◆ **SUPPLIED PASSAGE**:
When we talk about “AI agents,” we usually jump straight to tools, APIs, and model prompts. But under the hood, any useful agent is constantly doing something deeply philosophical: forming beliefs, weighing evidence, making decisions, and following (or breaking) rules.
This post is about how to steal concepts from epistemology (the philosophy of knowledge) and ethics to design better agents in practice. The aim is to keep things concrete and implementable, not just hand‑wavy.
1. Make the Agent’s “Beliefs” Explicit
Instead of treating your agent as a black box that just spits out text, treat it as something that has beliefs about the world.
Store beliefs, not just chat logs
Don’t just keep a raw history of messages. Maintain a structured “world model” that captures what the agent thinks is true and how sure it is.
You can think of a simple BeliefStore with entries like:
- proposition: what the belief is about (“user lives in Berlin”)
- confidence: how sure the agent is (e.g., 0.2–0.95)
- source: where this belief came from (user message, web tool, model prior, etc.)
- last_updated: when it was last revised
Keep track of “because…”
For important beliefs, store why the agent believes them:
- Derived from what? (tool call, user input, internal reasoning)
- What intermediate steps led to it?
That way you can later inspect whether the agent “knows” something in a robust way or is just repeating a guess with too much confidence.
Embrace uncertainty
Instead of pretending the agent is always certain, make uncertainty first‑class:
- Represent beliefs with probabilities or coarse categories (low / medium / high confidence).
- Define behavior policies like:
- Confidence < 0.6 → ask user or gather more info
- 0.6–0.8 → proceed but clearly state assumptions and risks
-
0.8 → act, but still log potential failure modes
This is essentially taking ideas from formal epistemology (Bayesian/evidential reasoning) and applying them to your knowledge store.
2. Turn Epistemic Norms Into Code Rules
Philosophy has a lot to say about what makes for good beliefs. You can turn those norms into concrete coding constraints.
2.1 Epistemic humility (avoid overclaiming)
- Don’t let the agent present low‑confidence beliefs as facts.
- Implement a hedging policy where wording depends on confidence:
- Low confidence: “I’m not sure, but one possibility is…”

◆ **EXTRACTED DATA**:

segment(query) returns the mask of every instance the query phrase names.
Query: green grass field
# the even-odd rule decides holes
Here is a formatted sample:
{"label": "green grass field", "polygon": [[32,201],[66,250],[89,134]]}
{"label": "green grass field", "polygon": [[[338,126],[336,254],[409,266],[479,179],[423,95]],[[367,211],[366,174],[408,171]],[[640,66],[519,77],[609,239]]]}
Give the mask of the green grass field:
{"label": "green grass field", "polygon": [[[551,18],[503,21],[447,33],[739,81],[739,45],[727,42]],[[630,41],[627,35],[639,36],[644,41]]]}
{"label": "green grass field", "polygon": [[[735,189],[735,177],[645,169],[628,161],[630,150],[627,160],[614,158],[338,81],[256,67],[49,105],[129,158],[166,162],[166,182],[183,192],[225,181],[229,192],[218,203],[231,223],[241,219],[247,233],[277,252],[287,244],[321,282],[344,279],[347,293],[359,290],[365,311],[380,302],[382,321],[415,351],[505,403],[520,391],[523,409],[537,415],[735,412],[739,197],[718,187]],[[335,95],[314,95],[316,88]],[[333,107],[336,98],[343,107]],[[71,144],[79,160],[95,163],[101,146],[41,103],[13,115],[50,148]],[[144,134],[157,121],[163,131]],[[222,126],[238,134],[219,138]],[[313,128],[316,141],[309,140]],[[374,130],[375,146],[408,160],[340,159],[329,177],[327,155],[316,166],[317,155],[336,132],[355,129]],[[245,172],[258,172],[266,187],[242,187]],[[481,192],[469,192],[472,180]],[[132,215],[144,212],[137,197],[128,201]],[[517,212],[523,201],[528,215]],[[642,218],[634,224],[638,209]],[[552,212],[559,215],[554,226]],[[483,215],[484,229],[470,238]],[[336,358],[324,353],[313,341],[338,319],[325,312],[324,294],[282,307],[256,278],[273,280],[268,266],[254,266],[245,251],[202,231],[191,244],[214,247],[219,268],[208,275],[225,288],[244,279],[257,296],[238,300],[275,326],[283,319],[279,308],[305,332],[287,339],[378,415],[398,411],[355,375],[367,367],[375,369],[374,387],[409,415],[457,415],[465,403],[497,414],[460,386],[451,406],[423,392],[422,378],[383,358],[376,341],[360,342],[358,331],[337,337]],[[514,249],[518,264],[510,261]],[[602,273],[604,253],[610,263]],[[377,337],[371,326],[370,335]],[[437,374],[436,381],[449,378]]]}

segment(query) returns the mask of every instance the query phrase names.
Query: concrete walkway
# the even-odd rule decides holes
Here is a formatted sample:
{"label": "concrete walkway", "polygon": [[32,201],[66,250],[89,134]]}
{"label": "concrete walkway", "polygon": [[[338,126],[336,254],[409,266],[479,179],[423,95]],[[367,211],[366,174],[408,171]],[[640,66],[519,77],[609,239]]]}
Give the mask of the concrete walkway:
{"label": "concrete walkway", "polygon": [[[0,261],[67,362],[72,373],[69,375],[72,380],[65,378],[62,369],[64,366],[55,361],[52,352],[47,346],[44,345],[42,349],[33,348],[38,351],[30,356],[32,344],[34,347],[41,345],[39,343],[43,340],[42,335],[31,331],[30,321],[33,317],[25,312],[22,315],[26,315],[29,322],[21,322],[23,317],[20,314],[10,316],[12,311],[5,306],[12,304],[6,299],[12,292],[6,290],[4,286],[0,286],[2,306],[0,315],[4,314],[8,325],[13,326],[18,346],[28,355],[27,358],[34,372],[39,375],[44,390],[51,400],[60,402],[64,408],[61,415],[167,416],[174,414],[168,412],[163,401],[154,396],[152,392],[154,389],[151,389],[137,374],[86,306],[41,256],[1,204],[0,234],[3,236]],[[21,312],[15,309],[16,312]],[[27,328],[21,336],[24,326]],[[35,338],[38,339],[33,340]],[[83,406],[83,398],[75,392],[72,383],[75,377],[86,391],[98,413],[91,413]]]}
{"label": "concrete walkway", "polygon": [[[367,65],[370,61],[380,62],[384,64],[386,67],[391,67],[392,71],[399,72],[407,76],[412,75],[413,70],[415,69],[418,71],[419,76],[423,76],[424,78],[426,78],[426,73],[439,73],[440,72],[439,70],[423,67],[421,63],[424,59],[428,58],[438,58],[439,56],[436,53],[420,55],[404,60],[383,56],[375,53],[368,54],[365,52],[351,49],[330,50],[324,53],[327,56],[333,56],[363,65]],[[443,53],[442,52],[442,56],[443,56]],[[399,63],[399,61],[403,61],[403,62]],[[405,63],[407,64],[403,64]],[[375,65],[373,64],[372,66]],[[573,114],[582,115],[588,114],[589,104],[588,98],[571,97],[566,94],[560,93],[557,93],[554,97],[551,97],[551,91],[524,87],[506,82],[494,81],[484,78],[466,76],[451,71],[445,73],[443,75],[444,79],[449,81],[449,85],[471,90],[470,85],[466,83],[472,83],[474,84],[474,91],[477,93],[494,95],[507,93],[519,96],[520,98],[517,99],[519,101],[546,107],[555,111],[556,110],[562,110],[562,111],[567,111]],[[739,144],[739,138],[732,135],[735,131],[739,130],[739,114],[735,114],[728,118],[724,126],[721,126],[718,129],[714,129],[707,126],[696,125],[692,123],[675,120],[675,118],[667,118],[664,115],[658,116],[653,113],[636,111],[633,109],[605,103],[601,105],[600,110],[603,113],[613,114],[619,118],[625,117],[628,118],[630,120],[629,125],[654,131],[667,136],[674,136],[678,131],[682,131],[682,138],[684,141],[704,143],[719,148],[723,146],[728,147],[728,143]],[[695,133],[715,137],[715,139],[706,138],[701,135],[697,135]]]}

◆ **GIVEN REQUEST A**:
List the fields that the agent-design post gives for each entry in a BeliefStore.
◆ **GIVEN REQUEST B**:
Please extend the agent-design post, picking up after its final line.

◆ **WRITTEN REPLY A**:
proposition, confidence, source, last_updated

◆ **WRITTEN REPLY B**:
- Medium confidence: “It’s likely that…”
- High confidence: “Given the information, it’s very likely that…”
2.2 Principle of charity (interpret users generously)
When the user says something ambiguous, default to the most reasonable interpretation instead of the weirdest.
Implementation ideas:
- Internally rephrase the user’s request in the agent’s own words.
- Check for obvious inconsistencies with past messages.
- Only ask for clarification when there’s major ambiguity that could change the outcome.
2.3 Don’t call it “knowledge” unless it’s robust
Reserve “the agent knows X” for beliefs that:
- Stay stable under slightly different prompts or contexts.
- Are supported by multiple tools or sources.
- Pass basic sanity checks.
You can model this as a promotion: beliefs get “upgraded” to known only after cross‑validation.
3. Make Decisions With Moral Structure, Not Just Heuristics
When an agent chooses actions, it’s implicitly taking a moral stance. You can make that structure explicit using ideas from moral philosophy and decision theory.
3.1 Consequences: how good or bad is each action?
Build a consequentialist layer that:
- Estimates likely benefits and harms for each action.
- Refuses to pursue small gains if there’s a risk of big downside.
- Uses a risk budget per session or per user:
- Low‑risk contexts → more freedom to explore.
- High‑stakes contexts (health, finance, safety) → much tighter constraints.
3.2 Rules: hard lines the agent must not cross
Add a rule-based (deontic) layer:
- Explicit “do not” rules: legal, ethical, platform or product constraints.
- Implement them as hard filters in the planner: any candidate plan that violates a rule is simply thrown away, not just given a lower score.
3.3 Traits: build in good “habits”
Use virtue-inspired heuristics to give the agent character:
- Honesty: don’t invent unknown data; say “I don’t know” and try to find out.
- Fairness: don’t systematically favor certain users, groups, tools, or outcomes without a good reason.
- Carefulness: in high‑stakes situations, demand stronger evidence, use slower/safer plans, and double‑check.
This is like mixing utilitarian (outcomes), deontological (rules), and virtue‑ethics (character) checks into your decision loop.
4. Reason Explicitly About Knowledge in Planning
Modal logic and planning theory sound fancy, but you can use simple versions in code.
4.1 Separate “believes” from “knows”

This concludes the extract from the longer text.